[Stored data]
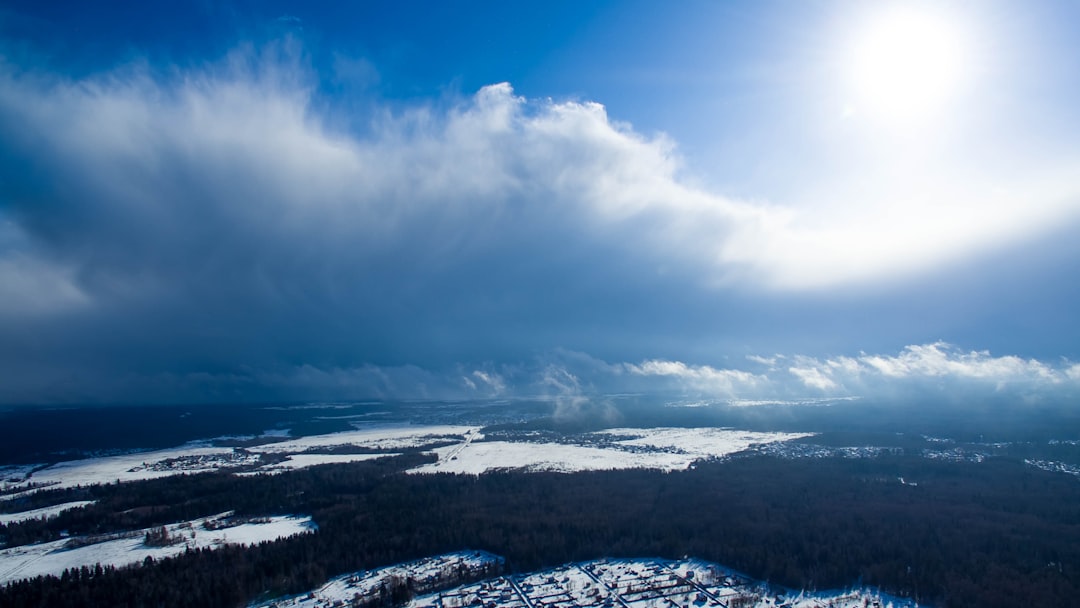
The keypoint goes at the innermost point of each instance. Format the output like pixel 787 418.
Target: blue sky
pixel 274 200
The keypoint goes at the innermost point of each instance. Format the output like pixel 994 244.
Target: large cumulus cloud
pixel 226 231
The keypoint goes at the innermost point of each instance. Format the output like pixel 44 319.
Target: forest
pixel 989 535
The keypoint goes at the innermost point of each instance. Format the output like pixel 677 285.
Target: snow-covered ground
pixel 199 457
pixel 129 548
pixel 41 513
pixel 304 460
pixel 629 583
pixel 383 436
pixel 126 468
pixel 666 449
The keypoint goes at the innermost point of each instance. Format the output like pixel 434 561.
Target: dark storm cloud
pixel 212 234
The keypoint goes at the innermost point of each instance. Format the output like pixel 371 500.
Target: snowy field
pixel 385 437
pixel 199 458
pixel 667 449
pixel 41 513
pixel 468 453
pixel 129 548
pixel 630 583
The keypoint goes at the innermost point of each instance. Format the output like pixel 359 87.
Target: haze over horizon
pixel 252 201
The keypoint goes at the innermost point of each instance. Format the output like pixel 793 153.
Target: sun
pixel 905 65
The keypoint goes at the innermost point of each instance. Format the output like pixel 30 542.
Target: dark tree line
pixel 987 535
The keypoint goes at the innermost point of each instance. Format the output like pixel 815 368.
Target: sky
pixel 282 201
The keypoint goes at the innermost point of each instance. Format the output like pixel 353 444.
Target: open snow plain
pixel 130 548
pixel 459 449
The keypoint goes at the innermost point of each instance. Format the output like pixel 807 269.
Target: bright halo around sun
pixel 905 65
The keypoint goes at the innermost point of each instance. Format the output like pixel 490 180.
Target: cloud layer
pixel 225 230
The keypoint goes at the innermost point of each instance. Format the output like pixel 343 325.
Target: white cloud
pixel 941 359
pixel 725 381
pixel 260 152
pixel 813 378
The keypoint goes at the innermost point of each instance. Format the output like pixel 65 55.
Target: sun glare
pixel 905 65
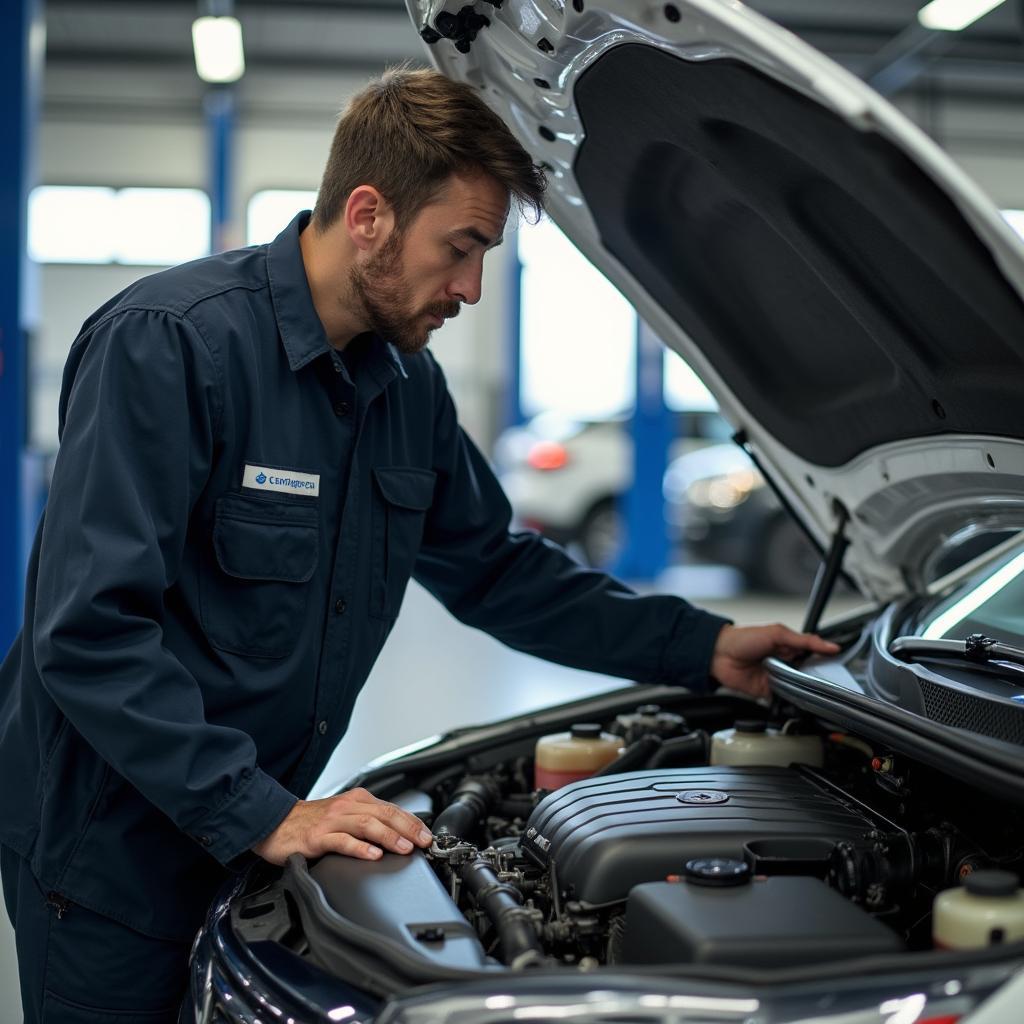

• [What the task requires]:
Express the data, from its first line up to and including the line that contains "pixel 630 583", as a JSON list of strings with one string per line. Omit blank lines, and leave the pictures out of the answer.

• [Task answer]:
[
  "The keypoint goes at the innermost point of each instance. Format the output like pixel 787 418.",
  "Target: blue sky",
  "pixel 274 200",
  "The keypoint goes at the innermost point of each instance. Format the output like pixel 994 244.",
  "Target: large cumulus cloud",
  "pixel 226 231",
  "The keypoint goes at the innermost point of each instance. Format the output like pixel 44 319.",
  "Target: forest",
  "pixel 989 535",
  "The keypoint goes at the innermost point of each instance. Format the output like pixel 677 285.",
  "Target: snow-covered ground",
  "pixel 199 457",
  "pixel 129 548",
  "pixel 41 513",
  "pixel 304 460",
  "pixel 629 583",
  "pixel 383 436",
  "pixel 126 468",
  "pixel 666 449",
  "The keypoint goes at the innermost point of each instance. Format the output like pixel 434 561.",
  "Target: dark storm cloud",
  "pixel 212 234",
  "The keypoint goes at the innermost point of each instance. Format the output like pixel 371 500.",
  "Target: snowy field",
  "pixel 385 437",
  "pixel 199 458",
  "pixel 667 449",
  "pixel 41 513",
  "pixel 468 453",
  "pixel 129 548",
  "pixel 630 583"
]